In 1850 Dr. Pusey remonstrated against the Gorham judgment on Baptismal Regeneration. He also wrote vigorously against Essays and Reviews; and it is curious to note that the main positions of that work with regard to the Old Testament are now adopted by his own school. He took the lead in a committee formed to see what could be done to prevent Dr. Temple, who is now trusted as much by High Churchmen as by any other party in the Church, from being made a bishop. He protested also against Dean Stanley being appointed Select Preacher.

He was a voluminous writer. His Library of the Fathers was a great work, and so was his Commentary on the Minor Prophets. His

defence of the Book of Daniel was specially learned and valuable.

Segmentation mask data
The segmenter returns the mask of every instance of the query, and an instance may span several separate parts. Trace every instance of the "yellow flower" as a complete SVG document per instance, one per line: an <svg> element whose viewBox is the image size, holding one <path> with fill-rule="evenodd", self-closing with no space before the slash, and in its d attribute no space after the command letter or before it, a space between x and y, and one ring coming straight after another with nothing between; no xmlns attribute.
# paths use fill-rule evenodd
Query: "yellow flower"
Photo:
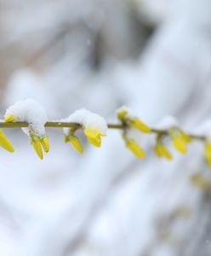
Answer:
<svg viewBox="0 0 211 256"><path fill-rule="evenodd" d="M49 151L49 143L48 137L38 137L37 136L31 136L31 144L34 148L35 152L37 154L38 157L43 160L43 149L48 153ZM42 149L43 148L43 149Z"/></svg>
<svg viewBox="0 0 211 256"><path fill-rule="evenodd" d="M14 147L9 140L6 137L5 134L0 130L0 146L2 146L4 149L14 152Z"/></svg>
<svg viewBox="0 0 211 256"><path fill-rule="evenodd" d="M41 143L41 145L42 145L43 150L46 153L48 153L49 151L49 148L50 148L48 137L45 136L44 137L41 138L40 139L40 143Z"/></svg>
<svg viewBox="0 0 211 256"><path fill-rule="evenodd" d="M83 147L77 137L76 137L73 134L70 134L69 136L65 137L65 142L70 142L71 143L72 148L79 154L82 154Z"/></svg>
<svg viewBox="0 0 211 256"><path fill-rule="evenodd" d="M83 130L88 141L94 146L100 148L101 146L101 137L106 136L98 129L85 128Z"/></svg>
<svg viewBox="0 0 211 256"><path fill-rule="evenodd" d="M154 147L154 152L158 157L164 157L167 160L172 160L172 154L168 150L165 145L161 143L157 143Z"/></svg>
<svg viewBox="0 0 211 256"><path fill-rule="evenodd" d="M204 156L208 166L211 168L211 142L210 141L205 142Z"/></svg>
<svg viewBox="0 0 211 256"><path fill-rule="evenodd" d="M185 132L184 131L180 130L180 134L181 134L181 137L183 137L183 139L187 143L191 143L192 141L192 138L191 137L187 134L186 132Z"/></svg>
<svg viewBox="0 0 211 256"><path fill-rule="evenodd" d="M120 119L120 120L123 120L125 119L127 114L128 113L128 110L126 109L120 109L117 111L117 118Z"/></svg>
<svg viewBox="0 0 211 256"><path fill-rule="evenodd" d="M143 149L136 143L134 139L126 138L125 139L126 147L131 150L134 155L139 158L145 158L145 154Z"/></svg>
<svg viewBox="0 0 211 256"><path fill-rule="evenodd" d="M7 122L7 123L13 122L13 121L14 121L14 119L15 119L14 116L13 116L11 114L6 114L3 119L4 122Z"/></svg>
<svg viewBox="0 0 211 256"><path fill-rule="evenodd" d="M140 119L134 117L134 118L131 118L129 120L130 120L131 127L135 128L145 133L151 132L151 128L147 125L143 123Z"/></svg>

> _THINGS TO DO_:
**1.** Answer these questions from the passage on Dr. Pusey:
(a) In what year did Dr. Pusey remonstrate against the Gorham judgment?
(b) Whose appointment as Select Preacher did he protest against?
(c) Which of his writings does the passage call specially learned and valuable?
**2.** List every work by Dr. Pusey that the passage on him names.

> _SET OF ANSWERS_:
**1.**
(a) 1850
(b) Dean Stanley's
(c) His defence of the Book of Daniel

**2.**
- Library of the Fathers
- Commentary on the Minor Prophets
- defence of the Book of Daniel